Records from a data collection
++++++

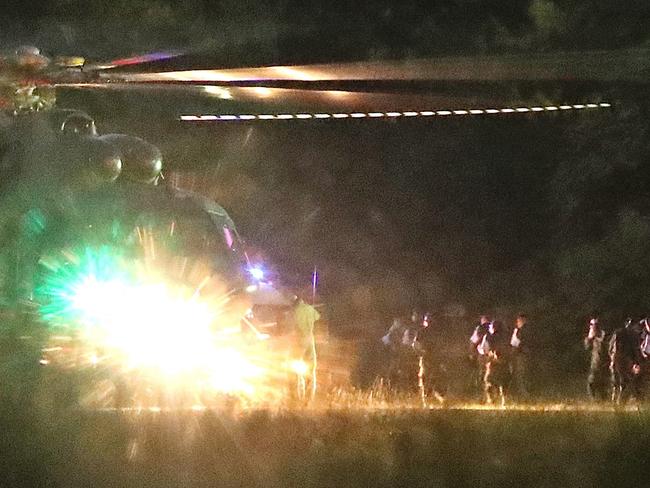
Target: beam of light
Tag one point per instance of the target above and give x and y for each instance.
(144, 325)
(218, 91)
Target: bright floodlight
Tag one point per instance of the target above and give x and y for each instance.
(257, 273)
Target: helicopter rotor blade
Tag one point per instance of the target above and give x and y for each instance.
(604, 66)
(237, 103)
(133, 61)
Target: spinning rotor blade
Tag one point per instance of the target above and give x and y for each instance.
(237, 103)
(601, 66)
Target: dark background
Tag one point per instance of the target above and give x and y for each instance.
(546, 214)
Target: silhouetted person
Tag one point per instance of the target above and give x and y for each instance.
(594, 343)
(521, 349)
(497, 370)
(433, 370)
(477, 354)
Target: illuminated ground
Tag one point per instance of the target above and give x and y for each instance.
(554, 445)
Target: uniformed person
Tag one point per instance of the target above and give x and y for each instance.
(495, 345)
(521, 350)
(433, 371)
(305, 316)
(594, 343)
(477, 354)
(625, 362)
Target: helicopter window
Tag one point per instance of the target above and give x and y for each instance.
(78, 124)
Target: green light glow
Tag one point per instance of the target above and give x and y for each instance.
(64, 278)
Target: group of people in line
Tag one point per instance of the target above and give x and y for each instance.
(619, 361)
(499, 358)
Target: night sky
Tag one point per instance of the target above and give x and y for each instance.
(523, 212)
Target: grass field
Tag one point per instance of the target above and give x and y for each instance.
(345, 447)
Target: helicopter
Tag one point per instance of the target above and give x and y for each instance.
(81, 183)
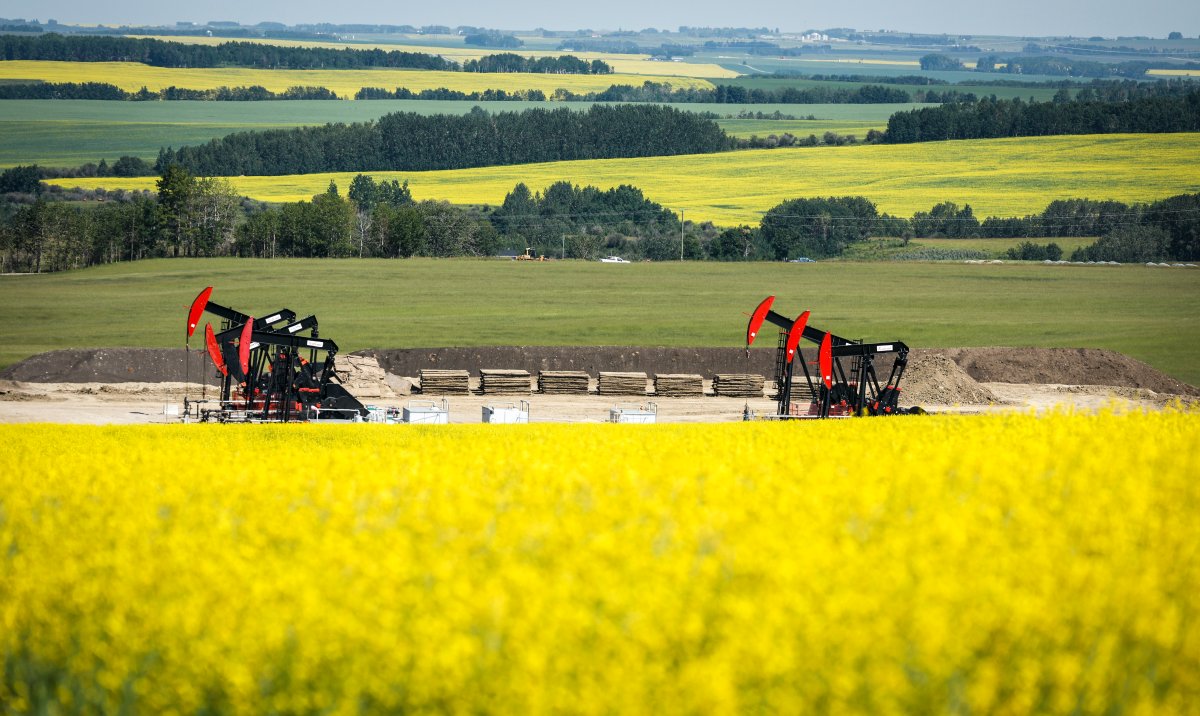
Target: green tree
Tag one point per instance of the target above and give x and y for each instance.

++++++

§ **What you will do**
Find and copy each line above holding "person".

§ **Completed exercise**
Target: silhouetted person
Target: uniformed person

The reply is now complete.